• Job: Copy every line of the entries from the line with "A single point falls on each instance of the dark" through the last line of the entries. Add 90 to each number in the answer coordinates, and leave the sample coordinates unchanged.

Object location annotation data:
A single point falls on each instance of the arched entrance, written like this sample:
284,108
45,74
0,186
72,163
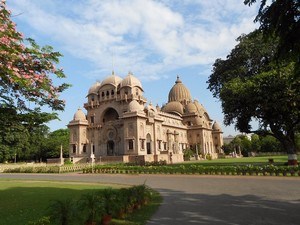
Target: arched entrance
148,143
110,148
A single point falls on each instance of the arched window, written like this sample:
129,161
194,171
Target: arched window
110,115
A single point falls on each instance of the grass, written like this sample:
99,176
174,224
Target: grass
24,201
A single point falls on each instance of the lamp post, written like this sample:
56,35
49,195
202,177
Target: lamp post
197,154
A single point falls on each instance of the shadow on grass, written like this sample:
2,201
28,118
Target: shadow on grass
20,205
183,208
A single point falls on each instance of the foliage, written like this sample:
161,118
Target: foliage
54,141
42,221
257,167
26,69
282,18
188,154
252,84
26,84
92,206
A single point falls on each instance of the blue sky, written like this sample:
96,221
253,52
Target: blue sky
154,39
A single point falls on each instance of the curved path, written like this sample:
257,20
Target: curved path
192,199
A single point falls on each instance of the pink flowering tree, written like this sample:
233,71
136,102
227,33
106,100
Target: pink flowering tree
27,72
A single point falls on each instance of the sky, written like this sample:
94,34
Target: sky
156,40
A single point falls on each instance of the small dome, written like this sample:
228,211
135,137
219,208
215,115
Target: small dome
179,92
173,107
131,81
150,107
198,121
79,115
94,88
112,80
191,108
216,126
199,107
134,106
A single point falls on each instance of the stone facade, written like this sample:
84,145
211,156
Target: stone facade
121,126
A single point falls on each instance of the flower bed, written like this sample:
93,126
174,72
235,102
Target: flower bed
266,170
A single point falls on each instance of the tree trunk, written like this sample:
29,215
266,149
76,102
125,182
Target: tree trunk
291,151
288,142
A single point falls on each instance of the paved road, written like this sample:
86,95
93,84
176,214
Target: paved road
190,200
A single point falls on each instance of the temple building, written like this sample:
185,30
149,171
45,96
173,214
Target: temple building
121,126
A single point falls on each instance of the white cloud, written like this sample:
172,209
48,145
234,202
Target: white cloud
146,36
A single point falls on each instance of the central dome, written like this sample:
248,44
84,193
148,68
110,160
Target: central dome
179,92
131,81
111,80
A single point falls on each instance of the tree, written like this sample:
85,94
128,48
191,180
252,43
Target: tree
253,84
27,69
270,144
26,76
54,141
282,18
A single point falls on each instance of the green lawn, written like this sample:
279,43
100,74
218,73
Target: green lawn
24,201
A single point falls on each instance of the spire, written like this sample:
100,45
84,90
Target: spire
178,80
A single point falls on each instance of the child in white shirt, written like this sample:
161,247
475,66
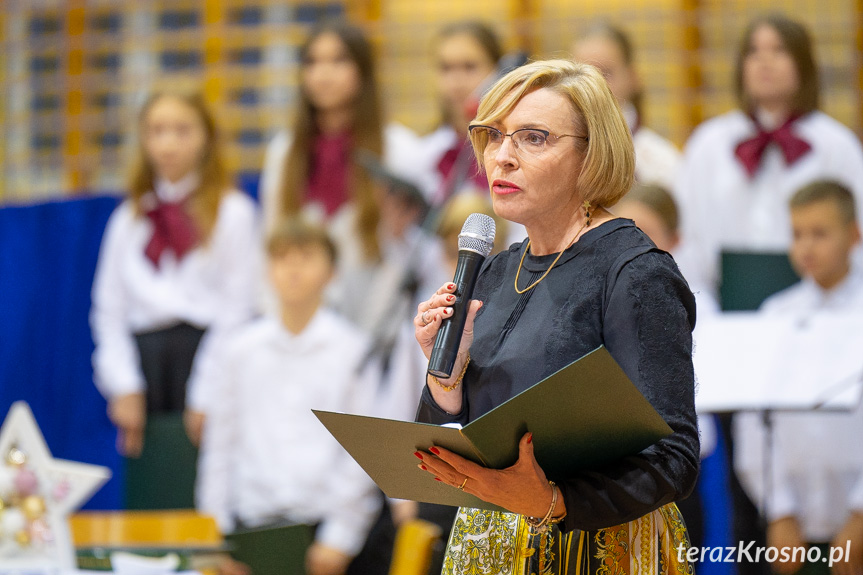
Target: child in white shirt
178,268
265,457
817,494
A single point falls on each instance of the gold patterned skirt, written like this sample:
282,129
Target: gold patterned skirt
492,542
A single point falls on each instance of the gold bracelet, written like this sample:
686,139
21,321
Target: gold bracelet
541,525
457,382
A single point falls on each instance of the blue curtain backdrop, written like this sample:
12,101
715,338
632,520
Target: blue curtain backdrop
47,258
48,255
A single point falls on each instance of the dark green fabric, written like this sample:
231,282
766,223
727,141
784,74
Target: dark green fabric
748,278
164,476
272,550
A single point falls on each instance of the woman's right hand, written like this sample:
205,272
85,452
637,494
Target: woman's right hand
427,323
430,316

• Exercise result:
A single point falls on each instance of the dark green fabric, written like this sample:
231,282
766,223
727,141
784,74
Target: dark green fabric
838,368
254,566
362,640
A single point falls on each instance of the woman's right hand, written like this sample:
205,272
85,452
637,494
Target: woman's right hand
517,413
520,406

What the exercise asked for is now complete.